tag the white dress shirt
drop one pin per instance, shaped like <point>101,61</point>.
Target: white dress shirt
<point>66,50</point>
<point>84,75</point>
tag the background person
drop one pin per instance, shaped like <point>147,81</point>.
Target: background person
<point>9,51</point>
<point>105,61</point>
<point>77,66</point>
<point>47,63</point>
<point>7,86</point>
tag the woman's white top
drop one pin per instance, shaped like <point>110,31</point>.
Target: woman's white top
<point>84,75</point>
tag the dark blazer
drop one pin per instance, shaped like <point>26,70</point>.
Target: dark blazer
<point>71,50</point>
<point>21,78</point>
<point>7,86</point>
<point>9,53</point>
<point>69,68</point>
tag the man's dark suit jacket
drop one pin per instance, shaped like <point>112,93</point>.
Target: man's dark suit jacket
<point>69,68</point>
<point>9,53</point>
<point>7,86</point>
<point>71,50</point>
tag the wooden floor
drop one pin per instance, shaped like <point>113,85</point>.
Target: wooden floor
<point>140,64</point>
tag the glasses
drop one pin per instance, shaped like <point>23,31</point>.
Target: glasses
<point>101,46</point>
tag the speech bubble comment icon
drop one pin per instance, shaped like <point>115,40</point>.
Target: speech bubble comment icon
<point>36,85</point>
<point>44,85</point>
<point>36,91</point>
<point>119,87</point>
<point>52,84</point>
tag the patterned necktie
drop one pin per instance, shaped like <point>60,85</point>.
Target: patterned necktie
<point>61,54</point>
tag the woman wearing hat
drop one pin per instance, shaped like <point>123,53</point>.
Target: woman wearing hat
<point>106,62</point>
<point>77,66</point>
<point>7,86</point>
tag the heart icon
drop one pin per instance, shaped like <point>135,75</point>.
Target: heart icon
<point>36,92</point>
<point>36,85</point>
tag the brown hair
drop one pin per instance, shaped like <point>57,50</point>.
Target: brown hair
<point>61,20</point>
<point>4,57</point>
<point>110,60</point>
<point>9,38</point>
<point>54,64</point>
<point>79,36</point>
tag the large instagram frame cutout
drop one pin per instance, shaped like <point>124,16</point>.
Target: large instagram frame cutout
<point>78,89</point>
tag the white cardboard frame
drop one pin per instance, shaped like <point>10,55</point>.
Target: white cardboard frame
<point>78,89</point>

· · · · · · ·

**DIRECTIONS FOR THIS TASK:** The line containing "drop one pin per instance, shaped like <point>123,53</point>." and every line after it, through the last one above, should be written out word for word.

**EXERCISE RESULT:**
drop one pin per instance, shaped like <point>123,53</point>.
Target: woman wearing hat
<point>106,62</point>
<point>77,66</point>
<point>7,86</point>
tag the heart icon
drop one pin per instance, shaped like <point>135,75</point>.
Target: heart icon
<point>36,92</point>
<point>36,85</point>
tag the brown hair
drop one pin per instance, shaped like <point>57,50</point>.
Target: brown hair
<point>61,20</point>
<point>4,57</point>
<point>110,60</point>
<point>9,38</point>
<point>54,64</point>
<point>79,36</point>
tag the large instagram frame cutout
drop one pin per instance, shaped like <point>124,16</point>.
Target: large instagram frame cutout
<point>78,89</point>
tag the white cardboard frame
drop one pin per instance, shaped like <point>10,55</point>.
Target: white cardboard frame
<point>78,89</point>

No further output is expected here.